*** INFORMATION Section Begins ***

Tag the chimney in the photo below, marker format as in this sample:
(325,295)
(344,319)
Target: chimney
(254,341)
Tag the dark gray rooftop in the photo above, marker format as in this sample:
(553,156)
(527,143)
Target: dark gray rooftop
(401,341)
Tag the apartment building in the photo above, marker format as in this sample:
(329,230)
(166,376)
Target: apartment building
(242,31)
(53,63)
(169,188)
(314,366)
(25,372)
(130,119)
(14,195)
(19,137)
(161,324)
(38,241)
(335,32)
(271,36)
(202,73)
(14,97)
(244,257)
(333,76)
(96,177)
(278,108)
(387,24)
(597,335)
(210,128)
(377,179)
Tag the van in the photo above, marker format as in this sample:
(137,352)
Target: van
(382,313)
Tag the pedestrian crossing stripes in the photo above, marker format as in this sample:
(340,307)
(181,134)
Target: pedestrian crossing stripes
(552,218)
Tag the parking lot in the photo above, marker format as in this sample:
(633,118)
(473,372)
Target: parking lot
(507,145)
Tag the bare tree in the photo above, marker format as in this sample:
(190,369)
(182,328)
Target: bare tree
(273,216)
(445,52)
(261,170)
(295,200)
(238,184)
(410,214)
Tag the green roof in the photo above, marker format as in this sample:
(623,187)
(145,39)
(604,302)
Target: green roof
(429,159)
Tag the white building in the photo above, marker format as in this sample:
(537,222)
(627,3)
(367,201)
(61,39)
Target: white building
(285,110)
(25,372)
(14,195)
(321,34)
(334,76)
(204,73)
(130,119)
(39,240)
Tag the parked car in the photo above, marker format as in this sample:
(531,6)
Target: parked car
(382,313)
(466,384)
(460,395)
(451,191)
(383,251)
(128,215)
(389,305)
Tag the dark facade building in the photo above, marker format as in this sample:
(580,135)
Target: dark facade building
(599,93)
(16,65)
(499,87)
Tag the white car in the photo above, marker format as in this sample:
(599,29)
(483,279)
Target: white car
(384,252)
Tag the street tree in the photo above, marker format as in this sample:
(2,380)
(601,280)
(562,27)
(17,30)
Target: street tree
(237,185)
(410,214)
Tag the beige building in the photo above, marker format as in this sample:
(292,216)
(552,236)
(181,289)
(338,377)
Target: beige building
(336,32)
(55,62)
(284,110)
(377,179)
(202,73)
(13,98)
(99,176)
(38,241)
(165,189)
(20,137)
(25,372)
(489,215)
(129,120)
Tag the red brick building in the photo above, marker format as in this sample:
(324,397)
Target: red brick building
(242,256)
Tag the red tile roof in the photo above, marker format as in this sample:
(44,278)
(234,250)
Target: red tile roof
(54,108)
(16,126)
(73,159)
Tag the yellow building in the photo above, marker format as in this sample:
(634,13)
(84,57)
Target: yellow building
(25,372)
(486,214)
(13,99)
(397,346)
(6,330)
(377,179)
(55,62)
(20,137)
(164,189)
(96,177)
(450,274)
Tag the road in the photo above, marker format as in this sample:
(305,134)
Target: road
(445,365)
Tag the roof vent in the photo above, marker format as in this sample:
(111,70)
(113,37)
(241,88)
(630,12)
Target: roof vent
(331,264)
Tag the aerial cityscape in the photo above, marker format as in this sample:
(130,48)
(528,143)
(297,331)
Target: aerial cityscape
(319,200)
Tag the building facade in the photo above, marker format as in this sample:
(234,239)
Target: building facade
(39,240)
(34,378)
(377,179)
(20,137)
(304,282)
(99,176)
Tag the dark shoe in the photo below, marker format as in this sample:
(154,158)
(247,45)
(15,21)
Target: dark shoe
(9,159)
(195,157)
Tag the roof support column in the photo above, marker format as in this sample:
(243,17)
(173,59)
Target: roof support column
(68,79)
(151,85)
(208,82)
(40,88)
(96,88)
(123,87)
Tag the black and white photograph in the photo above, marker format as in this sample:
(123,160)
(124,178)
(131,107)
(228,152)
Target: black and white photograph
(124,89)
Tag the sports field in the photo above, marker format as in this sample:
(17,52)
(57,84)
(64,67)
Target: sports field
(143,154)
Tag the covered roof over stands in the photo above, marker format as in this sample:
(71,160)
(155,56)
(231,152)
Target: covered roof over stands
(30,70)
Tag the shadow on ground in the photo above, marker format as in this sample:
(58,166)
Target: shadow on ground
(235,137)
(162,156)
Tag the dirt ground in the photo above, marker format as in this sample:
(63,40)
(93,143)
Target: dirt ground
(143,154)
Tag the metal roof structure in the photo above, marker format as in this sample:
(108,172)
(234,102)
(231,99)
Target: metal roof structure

*** INFORMATION Section Ends ***

GOAL OF THE EXERCISE: Search the listing above for the string "below" and return each line it appears on.

ANSWER TO THIS PROBLEM:
Tag the chimney in the photo below, marker format as in this sample:
Tag the dark shoe in the photo below, marker format as in this sample:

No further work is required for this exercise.